■ Your tasks
A) In the worked problem on NaCl conductance below, what molar conductance is found for the 0.1 M solution?
B) Summarize the worked problem on NaCl conductance below in two sentences.

___ Source passage ___

The specific conductance of 0.1 M NaCl solution is `1.06 xx 10^(-2) ohm^(-1) cm^(-1)` . Its molar conductance in `ohm^(-1) cm^(2) mol^(-1)` is

To find the molar conductance (\( \Lambda_m \)) of a 0.1 M NaCl solution given its specific conductance (\( \kappa \)), we can use the following formula: \[ \Lambda_m = \frac{\kappa \times 1000}{C} \] where: - \( \Lambda_m \) is the molar conductance in \( \text{ohm}^{-1} \text{cm}^2 \text{mol}^{-1} \) - \( \kappa \) is the specific conductance in \( \text{ohm}^{-1} \text{cm}^{-1} \) - \( C \) is the concentration in mol/L (M) ### Step-by-Step Solution: 1. **Identify the given values**: - Specific conductance (\( \kappa \)) = \( 1.06 \times 10^{-2} \, \text{ohm}^{-1} \text{cm}^{-1} \) - Concentration (\( C \)) = \( 0.1 \, \text{mol/L} \) 2. **Substitute the values into the formula**: \[ \Lambda_m = \frac{1.06 \times 10^{-2} \, \text{ohm}^{-1} \text{cm}^{-1} \times 1000}{0.1} \] 3. **Calculate the numerator**: \[ 1.06 \times 10^{-2} \times 1000 = 1.06 \times 10^{1} = 10.6 \, \text{ohm}^{-1} \text{cm}^{-1} \] 4. **Divide by the concentration**: \[ \Lambda_m = \frac{10.6 \, \text{ohm}^{-1} \text{cm}^{-1}}{0.1} = 106 \, \text{ohm}^{-1} \text{cm}^2 \text{mol}^{-1} \] 5. **Express the final answer in scientific notation**: \[ \Lambda_m = 1.06 \times 10^{2} \, \text{ohm}^{-1} \text{cm}^2 \text{mol}^{-1} \] ### Final Answer: The molar conductance of the 0.1 M NaCl solution is \( 1.06 \times 10^{2} \, \text{ohm}^{-1} \text{cm}^2 \text{mol}^{-1} \). ---

___ Supplied material ___

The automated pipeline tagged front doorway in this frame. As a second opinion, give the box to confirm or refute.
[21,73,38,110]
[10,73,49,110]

___

■ Answers for the exercise
A) 1.06 × 10² ohm⁻¹ cm² mol⁻¹ (106 ohm⁻¹ cm² mol⁻¹)

B) The problem asks for the molar conductance of a 0.1 M NaCl solution whose specific conductance is 1.06 × 10⁻² ohm⁻¹ cm⁻¹, using the formula Λm = κ × 1000 / C. Substituting the given values gives 10.6 in the numerator, and dividing by 0.1 yields a molar conductance of 106, or 1.06 × 10², ohm⁻¹ cm² mol⁻¹.